[YOUR TASK]: Using the records below, locate all lines containing "front" and return them.

[Stored data entries]
>>>
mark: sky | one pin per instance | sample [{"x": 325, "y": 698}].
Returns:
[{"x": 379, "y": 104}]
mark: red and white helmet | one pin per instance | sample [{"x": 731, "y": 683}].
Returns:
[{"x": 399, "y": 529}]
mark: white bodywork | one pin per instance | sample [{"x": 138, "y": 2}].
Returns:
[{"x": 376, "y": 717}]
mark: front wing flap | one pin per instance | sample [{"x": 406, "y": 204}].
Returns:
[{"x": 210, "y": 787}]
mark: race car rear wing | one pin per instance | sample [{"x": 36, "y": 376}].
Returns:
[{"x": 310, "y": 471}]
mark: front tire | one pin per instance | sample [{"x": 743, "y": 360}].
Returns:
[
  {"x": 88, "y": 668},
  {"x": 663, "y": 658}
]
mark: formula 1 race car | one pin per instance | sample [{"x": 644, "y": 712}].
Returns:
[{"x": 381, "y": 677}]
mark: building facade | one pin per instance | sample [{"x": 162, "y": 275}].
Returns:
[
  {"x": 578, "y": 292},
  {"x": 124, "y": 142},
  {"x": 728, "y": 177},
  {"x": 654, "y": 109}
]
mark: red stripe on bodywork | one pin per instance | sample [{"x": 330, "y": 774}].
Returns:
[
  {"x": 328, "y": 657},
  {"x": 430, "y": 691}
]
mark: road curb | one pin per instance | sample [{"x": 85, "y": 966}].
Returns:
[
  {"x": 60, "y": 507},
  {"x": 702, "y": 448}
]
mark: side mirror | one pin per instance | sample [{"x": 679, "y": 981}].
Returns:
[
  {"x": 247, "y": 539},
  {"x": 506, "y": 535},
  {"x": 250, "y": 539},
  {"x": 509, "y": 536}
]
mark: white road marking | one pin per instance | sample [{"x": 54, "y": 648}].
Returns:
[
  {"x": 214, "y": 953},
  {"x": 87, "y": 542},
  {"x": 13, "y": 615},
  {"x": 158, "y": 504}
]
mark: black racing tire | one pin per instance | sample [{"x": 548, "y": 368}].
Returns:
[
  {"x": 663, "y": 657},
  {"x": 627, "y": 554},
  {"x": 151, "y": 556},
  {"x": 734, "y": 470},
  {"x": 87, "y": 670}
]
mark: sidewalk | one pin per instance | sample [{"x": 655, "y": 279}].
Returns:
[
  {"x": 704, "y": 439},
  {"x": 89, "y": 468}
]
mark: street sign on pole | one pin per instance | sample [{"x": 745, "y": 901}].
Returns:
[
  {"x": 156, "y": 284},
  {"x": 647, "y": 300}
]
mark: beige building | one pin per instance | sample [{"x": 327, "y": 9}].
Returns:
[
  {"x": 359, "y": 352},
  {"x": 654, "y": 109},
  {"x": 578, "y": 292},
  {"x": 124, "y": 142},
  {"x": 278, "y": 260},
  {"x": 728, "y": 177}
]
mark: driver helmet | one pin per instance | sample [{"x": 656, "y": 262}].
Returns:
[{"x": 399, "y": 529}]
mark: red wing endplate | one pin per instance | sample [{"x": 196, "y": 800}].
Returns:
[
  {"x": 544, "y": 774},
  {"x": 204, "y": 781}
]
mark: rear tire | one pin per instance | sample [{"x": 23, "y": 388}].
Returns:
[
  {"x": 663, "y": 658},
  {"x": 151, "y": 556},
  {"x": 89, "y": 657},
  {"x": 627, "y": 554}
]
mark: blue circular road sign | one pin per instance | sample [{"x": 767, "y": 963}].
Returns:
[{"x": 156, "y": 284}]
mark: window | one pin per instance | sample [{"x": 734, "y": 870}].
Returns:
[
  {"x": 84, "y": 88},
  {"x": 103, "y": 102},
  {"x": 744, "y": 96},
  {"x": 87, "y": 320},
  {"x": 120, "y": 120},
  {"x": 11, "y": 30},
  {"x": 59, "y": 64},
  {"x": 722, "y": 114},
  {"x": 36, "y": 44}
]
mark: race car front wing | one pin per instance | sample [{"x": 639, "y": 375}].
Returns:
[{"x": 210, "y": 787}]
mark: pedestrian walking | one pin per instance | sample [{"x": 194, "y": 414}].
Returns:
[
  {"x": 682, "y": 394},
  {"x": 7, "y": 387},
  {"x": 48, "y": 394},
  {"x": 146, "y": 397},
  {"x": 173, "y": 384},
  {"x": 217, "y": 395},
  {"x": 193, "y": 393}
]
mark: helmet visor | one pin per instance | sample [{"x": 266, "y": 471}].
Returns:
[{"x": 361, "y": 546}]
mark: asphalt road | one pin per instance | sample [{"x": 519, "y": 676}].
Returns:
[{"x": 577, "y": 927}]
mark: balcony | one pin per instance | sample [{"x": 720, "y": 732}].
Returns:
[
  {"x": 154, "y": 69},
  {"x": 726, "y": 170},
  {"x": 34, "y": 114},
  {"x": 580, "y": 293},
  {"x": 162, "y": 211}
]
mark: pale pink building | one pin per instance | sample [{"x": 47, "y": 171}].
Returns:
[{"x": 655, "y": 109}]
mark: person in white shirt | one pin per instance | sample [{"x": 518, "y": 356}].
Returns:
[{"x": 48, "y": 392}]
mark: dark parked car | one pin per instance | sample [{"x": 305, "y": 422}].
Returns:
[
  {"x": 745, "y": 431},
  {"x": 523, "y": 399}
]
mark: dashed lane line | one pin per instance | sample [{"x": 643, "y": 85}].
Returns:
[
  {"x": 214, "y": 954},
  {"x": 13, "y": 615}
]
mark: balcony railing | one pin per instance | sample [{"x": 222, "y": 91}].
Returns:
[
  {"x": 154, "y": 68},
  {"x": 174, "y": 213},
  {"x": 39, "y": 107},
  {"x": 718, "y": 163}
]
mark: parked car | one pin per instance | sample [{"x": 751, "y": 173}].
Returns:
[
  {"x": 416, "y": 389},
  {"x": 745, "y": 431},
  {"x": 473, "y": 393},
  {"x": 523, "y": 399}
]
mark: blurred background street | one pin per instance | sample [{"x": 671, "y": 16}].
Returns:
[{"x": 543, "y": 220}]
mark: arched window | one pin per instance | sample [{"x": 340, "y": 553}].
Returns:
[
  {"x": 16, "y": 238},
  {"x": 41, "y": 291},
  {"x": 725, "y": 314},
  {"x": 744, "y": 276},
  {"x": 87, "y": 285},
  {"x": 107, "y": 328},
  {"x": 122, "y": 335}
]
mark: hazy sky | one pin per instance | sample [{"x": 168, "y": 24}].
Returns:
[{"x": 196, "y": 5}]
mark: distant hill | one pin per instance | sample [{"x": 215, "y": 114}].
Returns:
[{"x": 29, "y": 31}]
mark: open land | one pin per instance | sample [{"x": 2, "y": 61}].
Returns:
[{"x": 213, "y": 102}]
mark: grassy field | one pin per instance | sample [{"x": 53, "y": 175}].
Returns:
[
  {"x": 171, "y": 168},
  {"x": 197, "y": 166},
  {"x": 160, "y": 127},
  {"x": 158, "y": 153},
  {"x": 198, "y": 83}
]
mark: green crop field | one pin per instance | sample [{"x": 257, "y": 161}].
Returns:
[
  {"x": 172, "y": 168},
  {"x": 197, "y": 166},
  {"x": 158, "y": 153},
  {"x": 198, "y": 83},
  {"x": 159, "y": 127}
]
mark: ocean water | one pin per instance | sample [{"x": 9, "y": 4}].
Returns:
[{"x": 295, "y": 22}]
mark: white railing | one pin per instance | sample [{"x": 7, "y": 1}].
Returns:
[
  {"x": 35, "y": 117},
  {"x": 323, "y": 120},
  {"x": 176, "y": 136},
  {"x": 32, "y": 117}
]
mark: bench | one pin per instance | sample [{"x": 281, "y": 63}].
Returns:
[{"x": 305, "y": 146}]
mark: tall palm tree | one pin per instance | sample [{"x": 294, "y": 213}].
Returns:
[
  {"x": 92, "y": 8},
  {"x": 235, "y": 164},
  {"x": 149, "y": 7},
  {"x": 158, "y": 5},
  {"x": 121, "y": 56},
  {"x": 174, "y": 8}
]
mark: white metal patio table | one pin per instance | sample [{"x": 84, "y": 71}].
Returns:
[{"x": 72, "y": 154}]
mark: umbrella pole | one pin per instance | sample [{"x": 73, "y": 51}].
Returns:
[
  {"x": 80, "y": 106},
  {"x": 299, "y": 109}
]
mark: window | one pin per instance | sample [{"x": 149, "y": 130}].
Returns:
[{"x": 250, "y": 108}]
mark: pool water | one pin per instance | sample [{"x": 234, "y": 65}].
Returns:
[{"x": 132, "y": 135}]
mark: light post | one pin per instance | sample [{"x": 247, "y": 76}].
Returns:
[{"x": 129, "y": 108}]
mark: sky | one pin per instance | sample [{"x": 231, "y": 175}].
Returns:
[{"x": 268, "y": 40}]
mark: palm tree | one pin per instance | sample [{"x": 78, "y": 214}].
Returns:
<<<
[RESULT OF THE EXERCISE]:
mark: front wing flap | one pin per instance | sample [{"x": 406, "y": 204}].
mark: front tire | one pin per instance | sample [{"x": 743, "y": 360}].
mark: race car front wing | one pin per instance | sample [{"x": 639, "y": 375}].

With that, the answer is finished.